▶ _수행할 과제_
아래 목록에서 "surface"라는 단어가 들어 있는 줄은 모두 몇 줄인지 그 수만 답하시오.

(이름 붙은 객체 지점 항목)
== == ==

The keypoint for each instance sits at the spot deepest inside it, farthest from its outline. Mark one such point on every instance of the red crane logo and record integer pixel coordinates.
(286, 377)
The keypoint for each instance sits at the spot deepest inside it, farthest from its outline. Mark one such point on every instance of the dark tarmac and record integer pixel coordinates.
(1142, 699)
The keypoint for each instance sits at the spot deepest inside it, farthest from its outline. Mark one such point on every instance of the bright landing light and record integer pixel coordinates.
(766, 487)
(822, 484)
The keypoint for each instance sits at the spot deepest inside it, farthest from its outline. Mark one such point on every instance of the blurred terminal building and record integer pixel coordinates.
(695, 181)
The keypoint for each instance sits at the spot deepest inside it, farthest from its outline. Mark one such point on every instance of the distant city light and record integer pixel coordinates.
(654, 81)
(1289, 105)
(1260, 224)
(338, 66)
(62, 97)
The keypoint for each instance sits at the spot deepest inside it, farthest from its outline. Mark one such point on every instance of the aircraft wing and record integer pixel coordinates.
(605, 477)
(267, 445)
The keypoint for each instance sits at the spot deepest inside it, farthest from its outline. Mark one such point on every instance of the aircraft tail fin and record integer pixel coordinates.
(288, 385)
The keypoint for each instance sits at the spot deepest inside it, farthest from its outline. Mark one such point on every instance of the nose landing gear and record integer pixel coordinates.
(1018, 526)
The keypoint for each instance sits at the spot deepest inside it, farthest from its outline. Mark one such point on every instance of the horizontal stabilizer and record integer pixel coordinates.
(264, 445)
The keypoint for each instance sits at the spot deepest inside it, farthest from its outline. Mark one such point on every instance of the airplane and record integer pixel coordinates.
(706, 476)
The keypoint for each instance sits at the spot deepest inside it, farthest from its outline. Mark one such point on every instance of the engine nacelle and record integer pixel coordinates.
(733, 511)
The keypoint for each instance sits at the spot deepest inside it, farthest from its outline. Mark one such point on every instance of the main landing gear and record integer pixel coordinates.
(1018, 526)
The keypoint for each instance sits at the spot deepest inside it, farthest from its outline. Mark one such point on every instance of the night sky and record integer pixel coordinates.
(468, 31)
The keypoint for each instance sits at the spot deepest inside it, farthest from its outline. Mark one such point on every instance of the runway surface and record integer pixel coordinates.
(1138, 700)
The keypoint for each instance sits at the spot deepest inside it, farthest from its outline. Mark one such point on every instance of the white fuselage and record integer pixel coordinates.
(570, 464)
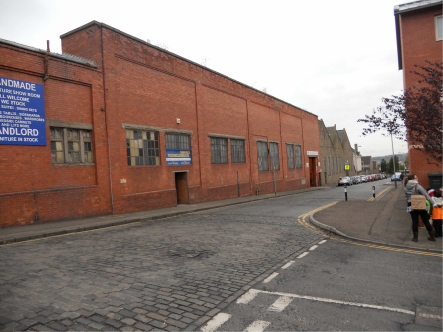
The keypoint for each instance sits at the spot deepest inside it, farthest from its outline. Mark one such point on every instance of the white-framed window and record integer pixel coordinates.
(219, 150)
(142, 148)
(71, 146)
(262, 155)
(275, 159)
(439, 27)
(238, 154)
(298, 157)
(290, 153)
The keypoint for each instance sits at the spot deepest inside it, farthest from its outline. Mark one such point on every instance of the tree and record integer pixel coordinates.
(383, 165)
(414, 116)
(390, 166)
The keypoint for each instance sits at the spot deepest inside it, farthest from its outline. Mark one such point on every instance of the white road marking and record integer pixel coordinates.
(257, 326)
(280, 305)
(430, 316)
(288, 264)
(355, 304)
(216, 322)
(272, 276)
(247, 297)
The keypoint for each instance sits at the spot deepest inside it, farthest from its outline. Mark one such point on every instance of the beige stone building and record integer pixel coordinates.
(336, 152)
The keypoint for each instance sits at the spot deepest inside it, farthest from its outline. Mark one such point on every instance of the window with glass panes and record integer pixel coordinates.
(298, 157)
(238, 154)
(262, 152)
(275, 160)
(219, 150)
(142, 148)
(73, 146)
(176, 141)
(290, 153)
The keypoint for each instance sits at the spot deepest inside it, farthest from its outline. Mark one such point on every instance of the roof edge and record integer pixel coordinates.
(177, 56)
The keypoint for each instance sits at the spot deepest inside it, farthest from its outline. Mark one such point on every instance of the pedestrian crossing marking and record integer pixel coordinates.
(288, 264)
(216, 322)
(280, 304)
(257, 326)
(325, 300)
(247, 297)
(272, 276)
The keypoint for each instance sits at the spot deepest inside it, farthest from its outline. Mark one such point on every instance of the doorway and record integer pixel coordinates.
(312, 173)
(181, 187)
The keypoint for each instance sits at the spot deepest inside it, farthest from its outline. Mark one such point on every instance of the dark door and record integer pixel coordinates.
(312, 172)
(181, 187)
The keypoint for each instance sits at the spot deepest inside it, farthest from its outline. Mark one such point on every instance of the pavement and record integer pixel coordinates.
(45, 229)
(381, 221)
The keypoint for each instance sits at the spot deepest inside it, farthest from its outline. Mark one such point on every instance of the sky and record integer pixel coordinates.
(335, 59)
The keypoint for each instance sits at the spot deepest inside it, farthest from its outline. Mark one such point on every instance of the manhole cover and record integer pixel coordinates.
(189, 253)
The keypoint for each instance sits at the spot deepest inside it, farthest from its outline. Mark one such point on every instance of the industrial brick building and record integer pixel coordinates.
(130, 127)
(336, 151)
(419, 27)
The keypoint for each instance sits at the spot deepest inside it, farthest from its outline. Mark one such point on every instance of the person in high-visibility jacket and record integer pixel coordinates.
(437, 212)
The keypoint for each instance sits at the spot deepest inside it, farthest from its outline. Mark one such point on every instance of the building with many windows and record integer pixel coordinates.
(128, 126)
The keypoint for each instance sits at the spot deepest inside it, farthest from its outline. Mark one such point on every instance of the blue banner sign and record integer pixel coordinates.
(22, 113)
(178, 157)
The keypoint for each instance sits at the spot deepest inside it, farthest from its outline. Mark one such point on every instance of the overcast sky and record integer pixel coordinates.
(335, 59)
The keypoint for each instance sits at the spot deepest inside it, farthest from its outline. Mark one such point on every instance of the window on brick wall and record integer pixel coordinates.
(71, 146)
(329, 164)
(219, 150)
(238, 154)
(439, 27)
(275, 160)
(298, 157)
(262, 154)
(290, 153)
(142, 148)
(176, 141)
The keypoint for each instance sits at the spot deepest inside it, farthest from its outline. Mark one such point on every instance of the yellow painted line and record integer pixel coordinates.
(302, 220)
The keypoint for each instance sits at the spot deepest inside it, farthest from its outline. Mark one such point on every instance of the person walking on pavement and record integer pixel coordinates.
(412, 187)
(437, 213)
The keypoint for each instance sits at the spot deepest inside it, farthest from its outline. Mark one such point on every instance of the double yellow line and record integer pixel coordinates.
(302, 220)
(380, 193)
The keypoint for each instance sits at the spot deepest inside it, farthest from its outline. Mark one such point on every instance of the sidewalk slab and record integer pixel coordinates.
(53, 228)
(384, 221)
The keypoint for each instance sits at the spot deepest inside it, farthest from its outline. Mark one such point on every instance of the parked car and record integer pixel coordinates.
(345, 180)
(356, 179)
(396, 176)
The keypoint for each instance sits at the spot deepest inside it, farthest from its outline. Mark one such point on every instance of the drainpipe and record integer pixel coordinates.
(106, 121)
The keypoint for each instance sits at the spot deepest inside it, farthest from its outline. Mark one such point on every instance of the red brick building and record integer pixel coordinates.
(419, 38)
(131, 127)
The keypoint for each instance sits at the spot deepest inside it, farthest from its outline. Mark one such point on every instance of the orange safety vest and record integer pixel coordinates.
(437, 213)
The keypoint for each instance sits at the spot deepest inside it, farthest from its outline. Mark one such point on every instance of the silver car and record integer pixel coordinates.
(345, 180)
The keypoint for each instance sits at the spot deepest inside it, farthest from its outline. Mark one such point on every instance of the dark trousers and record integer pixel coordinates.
(437, 226)
(424, 216)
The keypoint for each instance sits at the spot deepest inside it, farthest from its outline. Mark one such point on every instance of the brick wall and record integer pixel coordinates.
(419, 44)
(140, 85)
(32, 188)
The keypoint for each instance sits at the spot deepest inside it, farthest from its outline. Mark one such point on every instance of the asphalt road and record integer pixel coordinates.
(181, 272)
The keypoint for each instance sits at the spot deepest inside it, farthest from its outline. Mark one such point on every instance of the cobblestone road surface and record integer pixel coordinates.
(170, 274)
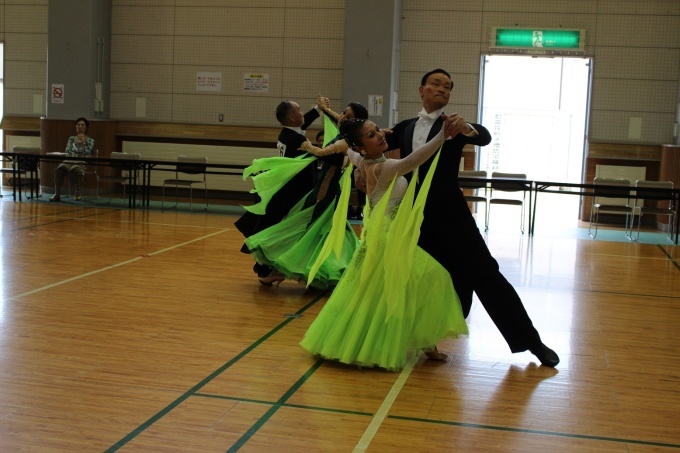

== == ==

▶ _완성된 답안_
2